Problem:
Output every entry exactly as it appears.

─── Recorded information

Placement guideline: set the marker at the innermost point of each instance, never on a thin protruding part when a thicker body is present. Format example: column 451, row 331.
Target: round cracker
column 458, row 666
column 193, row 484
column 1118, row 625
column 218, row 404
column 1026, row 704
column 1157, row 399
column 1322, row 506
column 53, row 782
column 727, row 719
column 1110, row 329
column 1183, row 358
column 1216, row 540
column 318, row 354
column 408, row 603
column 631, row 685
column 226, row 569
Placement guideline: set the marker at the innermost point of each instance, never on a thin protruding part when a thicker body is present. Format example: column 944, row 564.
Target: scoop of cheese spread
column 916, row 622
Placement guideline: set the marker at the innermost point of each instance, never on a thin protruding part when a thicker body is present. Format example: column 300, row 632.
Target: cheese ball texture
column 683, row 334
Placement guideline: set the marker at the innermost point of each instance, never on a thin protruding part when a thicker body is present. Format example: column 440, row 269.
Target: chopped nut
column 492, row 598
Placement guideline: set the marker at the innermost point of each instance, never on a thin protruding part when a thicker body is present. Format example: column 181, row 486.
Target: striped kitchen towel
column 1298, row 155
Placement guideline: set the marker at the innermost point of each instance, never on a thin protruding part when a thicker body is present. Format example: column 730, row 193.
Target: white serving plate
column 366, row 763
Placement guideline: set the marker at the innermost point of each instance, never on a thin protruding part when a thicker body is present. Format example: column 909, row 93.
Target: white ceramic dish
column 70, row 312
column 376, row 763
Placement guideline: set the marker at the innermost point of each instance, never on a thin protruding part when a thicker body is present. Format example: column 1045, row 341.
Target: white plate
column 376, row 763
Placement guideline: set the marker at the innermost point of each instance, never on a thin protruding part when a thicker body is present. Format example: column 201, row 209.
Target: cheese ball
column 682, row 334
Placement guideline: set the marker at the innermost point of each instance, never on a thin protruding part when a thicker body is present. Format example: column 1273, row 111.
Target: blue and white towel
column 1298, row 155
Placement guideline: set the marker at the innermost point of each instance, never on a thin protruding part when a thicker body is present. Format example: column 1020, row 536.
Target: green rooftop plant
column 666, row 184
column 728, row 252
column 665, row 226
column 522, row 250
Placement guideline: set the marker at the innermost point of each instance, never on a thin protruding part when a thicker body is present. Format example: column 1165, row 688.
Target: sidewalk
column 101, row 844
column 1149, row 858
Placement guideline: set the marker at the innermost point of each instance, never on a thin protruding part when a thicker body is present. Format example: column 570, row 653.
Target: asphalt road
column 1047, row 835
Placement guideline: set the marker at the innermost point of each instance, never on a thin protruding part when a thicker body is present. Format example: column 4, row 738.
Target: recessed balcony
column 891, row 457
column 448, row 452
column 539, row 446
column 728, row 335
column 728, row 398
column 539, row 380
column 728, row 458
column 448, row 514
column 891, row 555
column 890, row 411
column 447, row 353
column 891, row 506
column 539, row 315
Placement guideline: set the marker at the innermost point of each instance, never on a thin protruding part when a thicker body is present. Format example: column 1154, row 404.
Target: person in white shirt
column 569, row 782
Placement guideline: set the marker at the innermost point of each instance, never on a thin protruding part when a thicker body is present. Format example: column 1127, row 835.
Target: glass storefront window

──────

Reply to the task:
Placement guideline: set the marker at the innermost point of each instance, never on a thin protruding part when a thicker body is present. Format example: column 451, row 331.
Target: round cracker
column 458, row 666
column 193, row 484
column 1118, row 625
column 218, row 404
column 1026, row 704
column 1157, row 399
column 1322, row 506
column 53, row 782
column 727, row 719
column 1110, row 329
column 1183, row 358
column 1216, row 540
column 318, row 354
column 408, row 603
column 631, row 685
column 226, row 569
Placement guideline: set the marker at the innermost point of each instance, never on a thin protruding part when a thicker body is present. Format example: column 944, row 564.
Target: scoop of cheese spread
column 916, row 622
Placement guideline: set the marker at the innermost point of each instance, never on a thin protruding part when a thicker body is present. Format example: column 300, row 632.
Target: cheese ball texture
column 683, row 334
Placement guideline: set the marker at the innermost point of each instance, never on a thin protruding part when a thicker body is present. Format example: column 440, row 269.
Target: chopped nut
column 492, row 598
Placement guideline: set the marker at the innermost point of each instance, never on a thin protruding part when a thicker body is present. Format example: column 181, row 486.
Target: striped kitchen towel
column 1298, row 155
Placement guideline: set the marker at the innermost point of each instance, never on a thin protruding part when a thicker body is present. Format example: column 730, row 193.
Target: white serving plate
column 366, row 763
Placement guideline: set the marker at the innermost point of each instance, never on a thin protruding part when a thicker body is present. Format example: column 909, row 93.
Target: white ceramic dish
column 70, row 312
column 376, row 763
Placement guideline: set the marker at the innermost point of each instance, never on a thin protruding part when a thicker body is present. Format example: column 1045, row 341.
Target: white plate
column 376, row 763
Placement guideline: set the marker at the innermost point of each instance, never on a thin protruding part when a thicker body is present. Format example: column 201, row 209.
Target: cheese ball
column 682, row 334
Placement guideline: set the marker at the innermost point of each instance, never on a thin protruding part when a thicker body is present. Format example: column 1273, row 111.
Target: blue and white towel
column 1298, row 155
Placement guideline: set the marker at the innermost point of each instance, never on a thin protruding part when a thicker body is present. Format example: column 1020, row 536.
Target: green rooftop plant
column 666, row 184
column 728, row 252
column 665, row 226
column 522, row 250
Placement guideline: set the marker at the innermost point of each instance, never on a thin protruding part when a thicker body is present. Format example: column 1165, row 688.
Target: sidewalk
column 101, row 844
column 1149, row 858
Placement guideline: set the marker at the innermost point of each instance, never on a thin protruding part when a thicker body is present. Format example: column 570, row 653.
Target: asphalt road
column 1047, row 835
Placement guideline: set the marker at the innermost point of each instance, never on a thin protruding part when a thicker body is present. Format example: column 4, row 738.
Target: recessed balcony
column 891, row 457
column 448, row 452
column 539, row 446
column 728, row 335
column 728, row 398
column 539, row 380
column 728, row 458
column 448, row 514
column 891, row 555
column 890, row 411
column 447, row 353
column 891, row 506
column 539, row 315
Placement guideline: set the marker at the innermost point of each instance, never on a thin protruding part when a thicker body is present. Format example: column 1154, row 404.
Target: person in white shirt
column 569, row 782
Placement guideline: set the marker at the innermost point of each instance, never on a thin protruding part when a thicker body is present. Format example: column 1127, row 835.
Target: glass storefront window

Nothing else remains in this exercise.